* _TASK DETAILS_:
Where does the string "each" appear in the records? Copy every line that contains it.
====== AVAILABLE RECORDS
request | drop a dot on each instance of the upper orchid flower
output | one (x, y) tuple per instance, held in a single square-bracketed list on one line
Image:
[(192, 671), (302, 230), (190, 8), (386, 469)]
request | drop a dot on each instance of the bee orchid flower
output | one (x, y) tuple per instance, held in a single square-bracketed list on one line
============
* _EXERCISE SOLUTION_:
request | drop a dot on each instance of the upper orchid flower
request | drop a dot on each instance of the bee orchid flower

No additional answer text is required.